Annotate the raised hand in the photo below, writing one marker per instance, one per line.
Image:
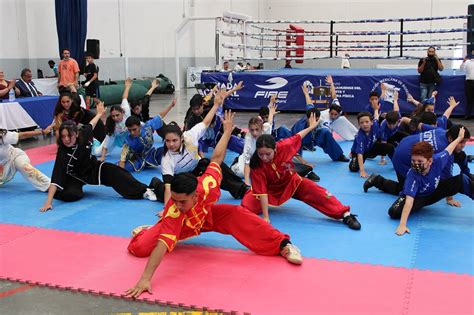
(100, 108)
(329, 80)
(452, 102)
(312, 121)
(228, 121)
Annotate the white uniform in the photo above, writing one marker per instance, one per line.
(249, 149)
(13, 159)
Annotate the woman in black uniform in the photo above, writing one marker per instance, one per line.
(75, 167)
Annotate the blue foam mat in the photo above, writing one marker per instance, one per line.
(440, 239)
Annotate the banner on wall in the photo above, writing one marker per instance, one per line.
(352, 90)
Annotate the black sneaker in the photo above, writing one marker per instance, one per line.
(343, 158)
(313, 176)
(351, 222)
(369, 182)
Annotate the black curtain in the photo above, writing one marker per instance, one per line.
(71, 24)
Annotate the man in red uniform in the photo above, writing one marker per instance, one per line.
(192, 210)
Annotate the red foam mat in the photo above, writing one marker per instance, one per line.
(229, 280)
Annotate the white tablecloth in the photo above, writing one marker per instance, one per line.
(13, 116)
(47, 86)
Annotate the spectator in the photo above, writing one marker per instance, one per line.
(239, 67)
(68, 71)
(53, 66)
(468, 66)
(6, 86)
(226, 66)
(345, 64)
(26, 86)
(91, 72)
(429, 77)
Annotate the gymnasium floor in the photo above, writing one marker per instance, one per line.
(358, 272)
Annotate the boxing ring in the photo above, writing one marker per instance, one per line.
(240, 39)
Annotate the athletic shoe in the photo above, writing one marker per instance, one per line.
(351, 222)
(292, 254)
(343, 158)
(149, 194)
(369, 182)
(313, 176)
(140, 228)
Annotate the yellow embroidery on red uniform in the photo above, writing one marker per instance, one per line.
(173, 212)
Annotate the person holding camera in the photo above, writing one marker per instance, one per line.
(428, 68)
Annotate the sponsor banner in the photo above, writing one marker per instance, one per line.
(352, 91)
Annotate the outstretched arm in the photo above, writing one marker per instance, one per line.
(165, 112)
(218, 101)
(452, 105)
(144, 284)
(48, 204)
(128, 85)
(221, 147)
(306, 94)
(396, 107)
(312, 123)
(100, 111)
(450, 148)
(239, 86)
(154, 85)
(332, 89)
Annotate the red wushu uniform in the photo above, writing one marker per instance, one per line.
(250, 230)
(279, 181)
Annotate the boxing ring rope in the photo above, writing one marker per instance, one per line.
(247, 36)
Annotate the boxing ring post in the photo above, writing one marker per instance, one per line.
(176, 43)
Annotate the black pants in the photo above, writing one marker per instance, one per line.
(111, 175)
(446, 188)
(379, 148)
(388, 185)
(230, 181)
(469, 90)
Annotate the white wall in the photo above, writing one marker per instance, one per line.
(143, 30)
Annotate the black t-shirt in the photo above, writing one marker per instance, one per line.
(430, 72)
(89, 72)
(77, 161)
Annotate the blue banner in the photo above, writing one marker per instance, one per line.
(352, 87)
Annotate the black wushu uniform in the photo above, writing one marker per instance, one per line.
(76, 166)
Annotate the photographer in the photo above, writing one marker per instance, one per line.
(428, 69)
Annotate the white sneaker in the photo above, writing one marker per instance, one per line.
(140, 228)
(292, 254)
(150, 195)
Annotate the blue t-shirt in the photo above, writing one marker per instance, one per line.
(385, 132)
(442, 122)
(385, 107)
(420, 185)
(364, 142)
(144, 143)
(301, 124)
(402, 157)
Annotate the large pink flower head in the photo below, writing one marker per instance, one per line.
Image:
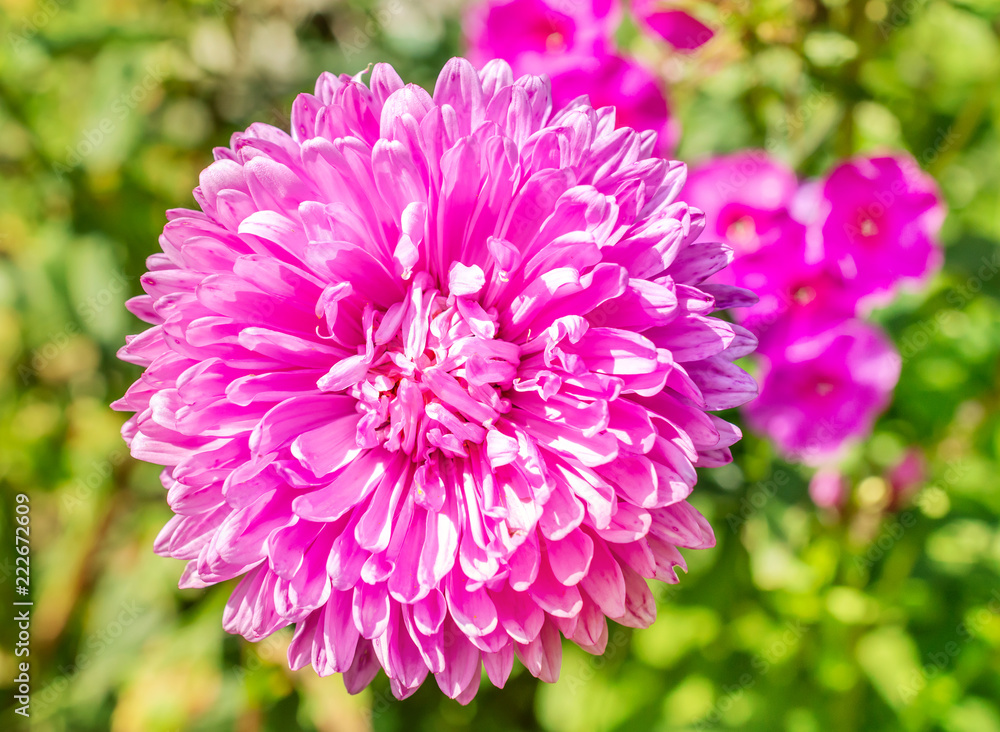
(432, 374)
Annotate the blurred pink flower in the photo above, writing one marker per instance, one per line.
(748, 198)
(432, 375)
(539, 36)
(823, 390)
(681, 30)
(572, 42)
(880, 222)
(829, 488)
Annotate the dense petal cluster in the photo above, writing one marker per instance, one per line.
(432, 374)
(819, 255)
(573, 43)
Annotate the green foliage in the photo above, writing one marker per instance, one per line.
(878, 618)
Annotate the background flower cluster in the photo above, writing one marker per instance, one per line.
(820, 255)
(881, 616)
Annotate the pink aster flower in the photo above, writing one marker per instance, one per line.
(821, 391)
(572, 42)
(881, 218)
(432, 374)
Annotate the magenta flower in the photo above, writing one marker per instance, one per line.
(572, 42)
(540, 36)
(748, 199)
(432, 375)
(820, 391)
(681, 30)
(881, 218)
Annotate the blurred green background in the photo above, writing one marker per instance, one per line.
(882, 617)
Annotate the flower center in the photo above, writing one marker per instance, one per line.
(430, 375)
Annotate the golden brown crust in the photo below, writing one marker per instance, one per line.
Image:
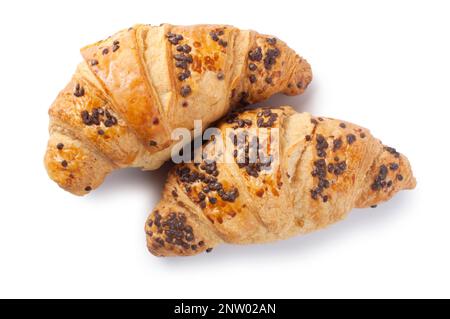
(326, 167)
(136, 86)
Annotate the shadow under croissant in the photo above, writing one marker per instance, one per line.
(358, 220)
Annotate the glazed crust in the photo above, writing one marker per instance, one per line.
(135, 87)
(326, 167)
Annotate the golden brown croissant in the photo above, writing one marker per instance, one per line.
(326, 167)
(135, 87)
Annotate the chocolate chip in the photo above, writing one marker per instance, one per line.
(214, 36)
(185, 91)
(337, 144)
(272, 41)
(270, 58)
(393, 166)
(79, 90)
(223, 43)
(86, 118)
(255, 55)
(184, 75)
(351, 138)
(252, 67)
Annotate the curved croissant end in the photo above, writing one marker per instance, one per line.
(326, 167)
(135, 87)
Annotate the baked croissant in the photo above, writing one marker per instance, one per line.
(133, 88)
(325, 168)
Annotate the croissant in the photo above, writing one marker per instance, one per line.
(133, 88)
(325, 168)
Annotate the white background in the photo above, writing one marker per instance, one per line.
(382, 64)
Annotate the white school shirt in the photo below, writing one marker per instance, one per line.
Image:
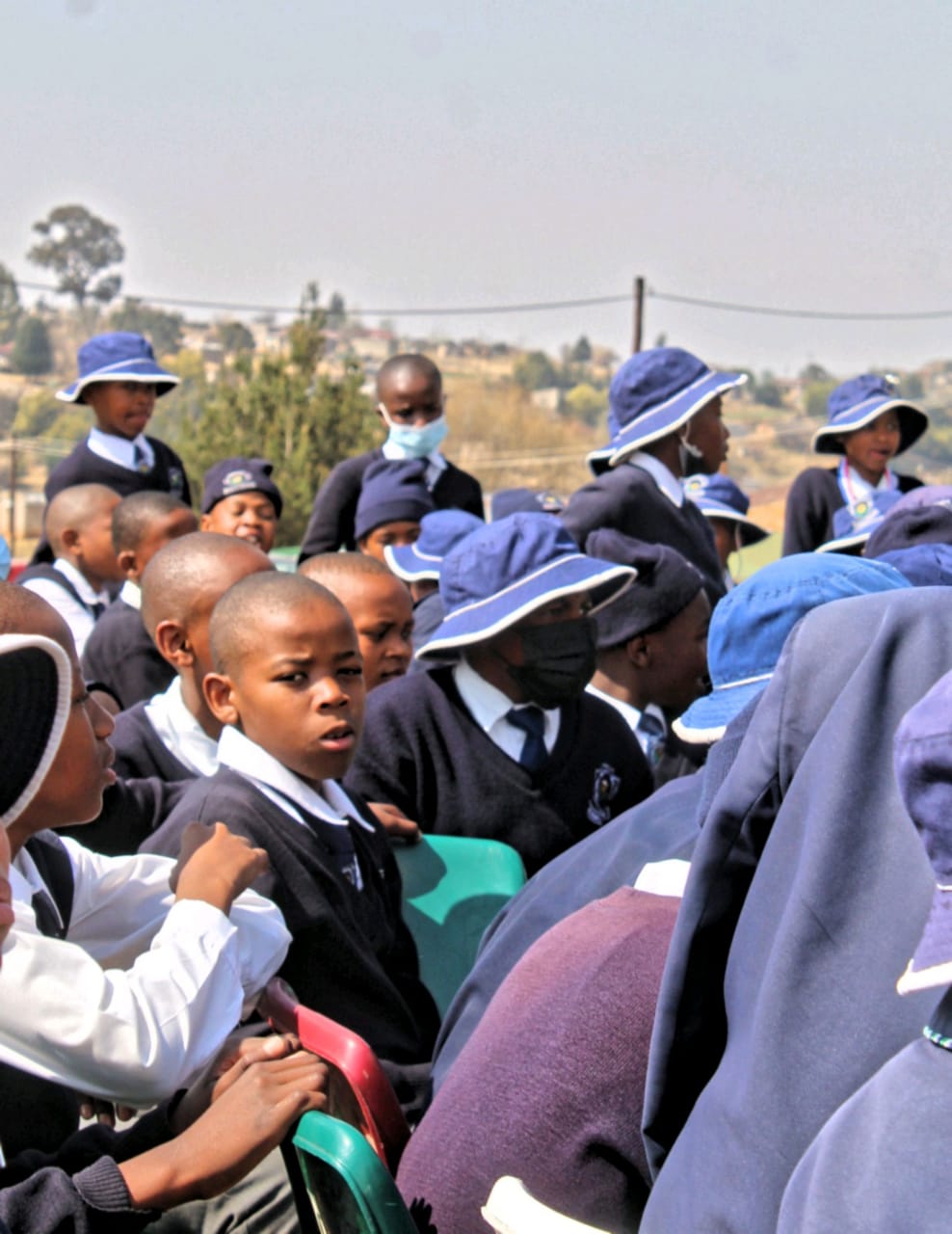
= = =
Exercise details → The answer must be every line from the entries above that holds the string "below".

Result →
Annotate the raised hand in the photo below, writing one marker per instance, one per line.
Annotate the large pink flower head in the photo below, writing one marker per instance, one per line.
Annotate the golden brown crust in the photo below, writing one marker per instance, one per line.
Annotate the white school shirt in the photo below, writing one marker per instance, one per line.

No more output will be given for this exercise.